• TASKS
1/ In the forum thread comparing Lie-Nielsen and Clifton planes, list every Clifton plane that a poster says they own.
2/ Using the forum thread comparing Lie-Nielsen and Clifton planes, explain why Alf considers the Lie-Nielsen planes worth their extra cost.
3/ Continue the forum thread comparing Lie-Nielsen and Clifton planes from the point where it ends.

• GIVEN TEXT
★ ★ ★ ★ ★

# Lie-Nielsen vs Clifton



## Philly (7 Jan 2004)

Hey Alf,
Here's one to get things rolling!
I'm interested in everyones opinion on Lie-Nielsen vs Clifton planes. There is a definite price advantage to the Cliftons, and they are made in England. Yet there is a fair bit of Clifton-bashing going around. 
I own a no.4 and no.5 from Clifton and a couple of LN block planes. The LN's are beautiful tools no doubt, but are they *that* much better than the Cliftons. (you notice that I have not mentioned modern planes from Stanley, Record etc as these are such badly made tools in comparison!)
So, lets hear what you lot have got to say!

regards,
Philly


----------



## Alf (7 Jan 2004)

Ooooo Philly, controversial.  

As I don't have a single Clifton to my name (shame on me), I shouldn't really comment. However I did try a #7 at Westpoint, and was impressed. It planed the wood - which didn't throw up it's splinters and cry "No! Not a Clifton, I'll only be squared up by an L-N or better, you cad!" incidentally  - and what more can you ask? If they can come up with a reasonably priced #5 1/2 jack I might be seriously tempted. It'll probably boil down to the dollar exchange rate at the time in all honesty.

But just going on the specs rather than prejudice or asthetics (both of which have a place in my plane buying, I fear) the L-Ns have a major advantage for me with my concrete floor - they'll dent if I drop them, rather break. Worth the extra, to me at least. Not that I wouldn't sob like a baby if I *did* drop one, but better that than having to bury the mortal remains of a broken Clifton.  

Cheers, Alf


----------



## Anonymous (8 Jan 2004)

Philly/Alf,

I've got a Clifton #3 and a LN Low Angle Smoothing Plane (the LN should be in a gloat thread really - Christmas pressie from Mrs AG). The biggest difference is in the details. The finish on the Clifton, including the grinding of the blade, was not as good as that for the LN. It's not terrible by any means, but required 15 minutes or so of tidying up on the stones as against the 5 minutes for the LN.

Having said that, I like both of these planes a lot, and I've heard a rumour that Clifton will be launching a 4 1/2 bench plane later this year, which I'd be very tempted by instead of going for the LN. I shall reserve judgement until I've got money to spend though...

I've got a Clifton 3110 and am very happy with it , but I've got nothing LN to compare with this directly.

★ ★ ★ ★ ★

• EXCERPTED DATA
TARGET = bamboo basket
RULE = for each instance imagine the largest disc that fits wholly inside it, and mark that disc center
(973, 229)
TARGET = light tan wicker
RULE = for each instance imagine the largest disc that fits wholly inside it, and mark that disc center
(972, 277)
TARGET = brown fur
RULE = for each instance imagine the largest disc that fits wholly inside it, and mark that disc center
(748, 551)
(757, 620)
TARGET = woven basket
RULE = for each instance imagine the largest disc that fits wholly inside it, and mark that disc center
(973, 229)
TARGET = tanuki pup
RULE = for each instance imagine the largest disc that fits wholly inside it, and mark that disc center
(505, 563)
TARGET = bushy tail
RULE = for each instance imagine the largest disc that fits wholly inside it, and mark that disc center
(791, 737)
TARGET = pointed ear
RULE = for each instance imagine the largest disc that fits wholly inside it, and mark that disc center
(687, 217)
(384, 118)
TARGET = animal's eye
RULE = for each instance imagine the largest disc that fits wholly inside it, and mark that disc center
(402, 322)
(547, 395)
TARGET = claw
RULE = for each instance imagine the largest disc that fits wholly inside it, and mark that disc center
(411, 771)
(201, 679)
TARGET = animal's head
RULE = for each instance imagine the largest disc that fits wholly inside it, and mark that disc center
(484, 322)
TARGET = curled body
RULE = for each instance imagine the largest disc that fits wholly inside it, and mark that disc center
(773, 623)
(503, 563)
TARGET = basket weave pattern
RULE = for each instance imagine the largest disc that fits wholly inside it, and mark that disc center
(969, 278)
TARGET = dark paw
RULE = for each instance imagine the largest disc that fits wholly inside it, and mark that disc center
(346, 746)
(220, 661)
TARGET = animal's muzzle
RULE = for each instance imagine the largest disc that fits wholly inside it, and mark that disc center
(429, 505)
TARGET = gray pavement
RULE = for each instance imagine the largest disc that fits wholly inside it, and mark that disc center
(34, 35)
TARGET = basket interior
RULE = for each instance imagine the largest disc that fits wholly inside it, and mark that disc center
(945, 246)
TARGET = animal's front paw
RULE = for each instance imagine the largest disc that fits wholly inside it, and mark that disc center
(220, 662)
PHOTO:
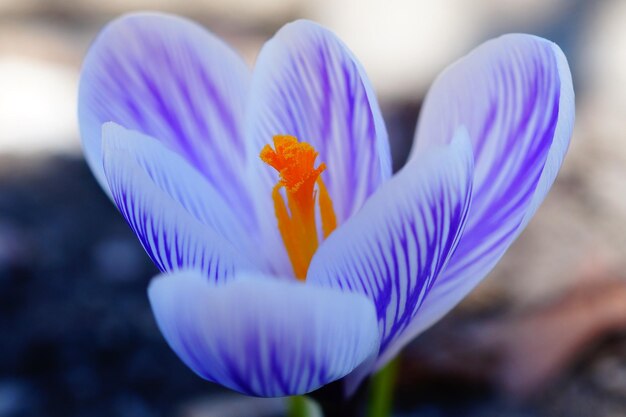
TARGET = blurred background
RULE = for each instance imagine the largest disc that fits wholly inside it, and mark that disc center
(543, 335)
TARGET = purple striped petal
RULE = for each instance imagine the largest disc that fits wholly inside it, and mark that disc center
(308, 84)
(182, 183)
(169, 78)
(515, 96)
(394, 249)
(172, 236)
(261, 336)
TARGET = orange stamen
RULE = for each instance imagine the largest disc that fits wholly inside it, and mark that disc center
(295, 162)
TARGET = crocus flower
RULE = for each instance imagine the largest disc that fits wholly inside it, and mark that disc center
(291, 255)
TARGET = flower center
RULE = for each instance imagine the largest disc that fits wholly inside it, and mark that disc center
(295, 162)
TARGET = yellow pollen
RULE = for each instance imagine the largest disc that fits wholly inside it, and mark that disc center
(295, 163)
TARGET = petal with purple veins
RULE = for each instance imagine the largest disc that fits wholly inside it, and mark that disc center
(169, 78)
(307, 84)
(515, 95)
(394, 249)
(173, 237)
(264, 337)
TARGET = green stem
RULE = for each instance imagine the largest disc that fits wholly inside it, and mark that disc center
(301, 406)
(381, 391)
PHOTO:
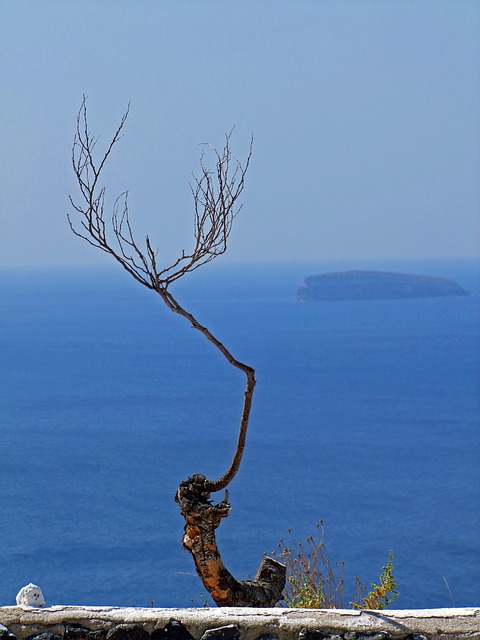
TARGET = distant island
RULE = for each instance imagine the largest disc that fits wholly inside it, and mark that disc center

★ ★ ★ ★ ★

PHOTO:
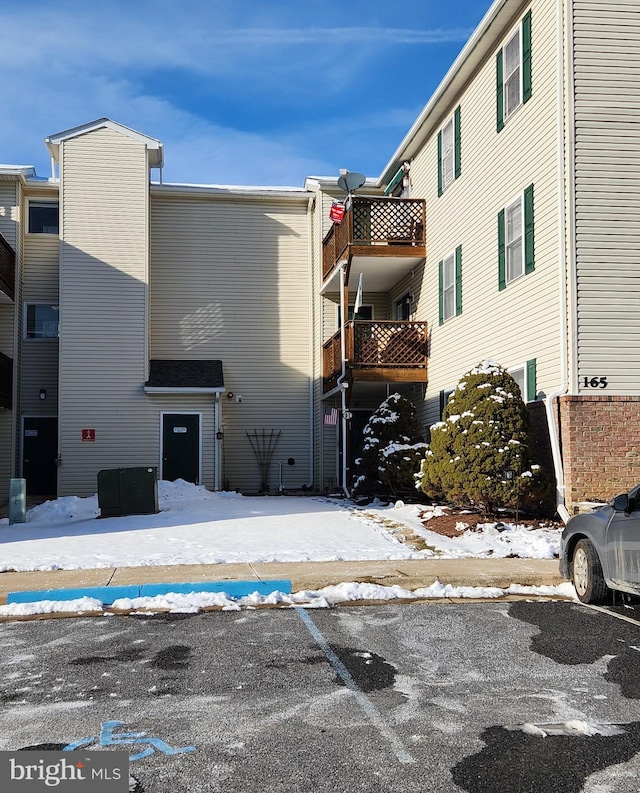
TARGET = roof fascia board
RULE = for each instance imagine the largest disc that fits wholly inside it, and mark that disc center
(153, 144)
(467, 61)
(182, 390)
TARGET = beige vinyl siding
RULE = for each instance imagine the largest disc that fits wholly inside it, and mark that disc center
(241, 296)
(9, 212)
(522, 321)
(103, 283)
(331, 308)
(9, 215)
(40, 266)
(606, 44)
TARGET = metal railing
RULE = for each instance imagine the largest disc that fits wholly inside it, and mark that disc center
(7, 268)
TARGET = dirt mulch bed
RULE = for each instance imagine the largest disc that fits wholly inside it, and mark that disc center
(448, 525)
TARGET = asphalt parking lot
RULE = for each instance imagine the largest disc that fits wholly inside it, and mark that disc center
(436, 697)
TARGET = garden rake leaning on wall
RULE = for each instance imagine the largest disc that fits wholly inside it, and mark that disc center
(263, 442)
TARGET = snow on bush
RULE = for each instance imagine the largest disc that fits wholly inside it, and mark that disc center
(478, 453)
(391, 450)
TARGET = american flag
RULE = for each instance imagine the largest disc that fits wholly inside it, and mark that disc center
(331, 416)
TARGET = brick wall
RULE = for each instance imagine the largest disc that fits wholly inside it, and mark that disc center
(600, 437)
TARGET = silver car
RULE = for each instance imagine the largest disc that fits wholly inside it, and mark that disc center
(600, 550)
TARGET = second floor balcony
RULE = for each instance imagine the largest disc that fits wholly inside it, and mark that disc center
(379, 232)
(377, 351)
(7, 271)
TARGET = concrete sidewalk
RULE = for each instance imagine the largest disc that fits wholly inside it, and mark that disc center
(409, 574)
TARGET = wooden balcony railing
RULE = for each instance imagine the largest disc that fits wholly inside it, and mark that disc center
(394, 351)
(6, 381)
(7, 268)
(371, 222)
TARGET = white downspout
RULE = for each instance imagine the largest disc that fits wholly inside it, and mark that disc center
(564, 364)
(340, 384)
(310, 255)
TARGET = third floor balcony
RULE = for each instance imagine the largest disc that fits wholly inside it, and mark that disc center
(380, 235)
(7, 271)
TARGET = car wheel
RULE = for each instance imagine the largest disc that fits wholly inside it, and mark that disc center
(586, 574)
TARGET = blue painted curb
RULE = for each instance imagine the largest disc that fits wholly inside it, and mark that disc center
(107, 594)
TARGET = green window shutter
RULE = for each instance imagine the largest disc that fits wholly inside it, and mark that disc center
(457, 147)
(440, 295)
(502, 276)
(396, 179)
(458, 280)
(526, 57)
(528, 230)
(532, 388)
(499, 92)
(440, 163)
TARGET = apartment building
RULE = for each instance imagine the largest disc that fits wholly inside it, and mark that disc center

★ ★ ★ ★ ★

• ANSWERS FOR THIS EXERCISE
1/
- No.4
- No.5
- #3
- 3110

2/ Alf works over a concrete floor, and the Lie-Nielsen planes would dent if dropped rather than break. For that reason, Alf thinks they are worth the extra cost.

3/
They're both great makers IMHO. The LN costs more and is a better finish. The Clifton is made in Sheffield and it's nice to have a local manufacturer that's trying to bring quality back to our tool making tradition. I think the national support thing for me is a good reason to buy Clifton, as long as they don't let quality slip.

Cheers,

AG


----------



## Midnight (9 Jan 2004)

I find it hard to do a head to head comparison of L-N v's Clifton, not only through not owning any Cliftons but in the differences in the plane styles the two companies market. The differences in build quality only broadens the difficulty. 
I've mentioned some of my L-N's in other posts here; I won't repeat what I've said earlier. However, if memory serves, I don't think I've covered why I chose L-N to replace and expand on the few Stanleys I started with. 
Discovering that even when well tuned, my Stanleys just couldn't achieve the quality of prep / finish I'm looking for really angered me. Trying to build a decent range of tools is difficult at the best of times, more so at this time of year when work gets quiet and Christmas puts its own demands on an already tight budget. I don't claim to be unique there. So I start looking for replacements that I can COUNT on being reliable and capable of doing the job properly (giving that the monkey behind them can learn to use them properly). I put about 18 months of research into the first L-N purchase, a 62, and I wasn't disappointed. The build quality blew me away. It performs way beyond my expectations, and I dare say I've hardly began to explore the full envelope of its' capabilities. 
Having done the research and with a working example of performance and build quality to fall back on, subsequent purchases were so much easier. 
When working with them, I've noticed 2 fundamental changes in my work, firstly; knowing that the tools can be relied upon to simply perform, i.e. no blade chatter, no tear out, no suddenly falling to bits in my hand, I can relax a bit and put all my focus into working on the board in question. Secondly, knowing that I'm working with very high quality tools that are not only absolutely reliable, but capable of achieving a far superior degree of flatness / quality of finish than I could ever dream of getting with the Stanleys, my expectations have risen considerably. Hopefully that's starting to be reflected in my work although I wouldn't presume to judge.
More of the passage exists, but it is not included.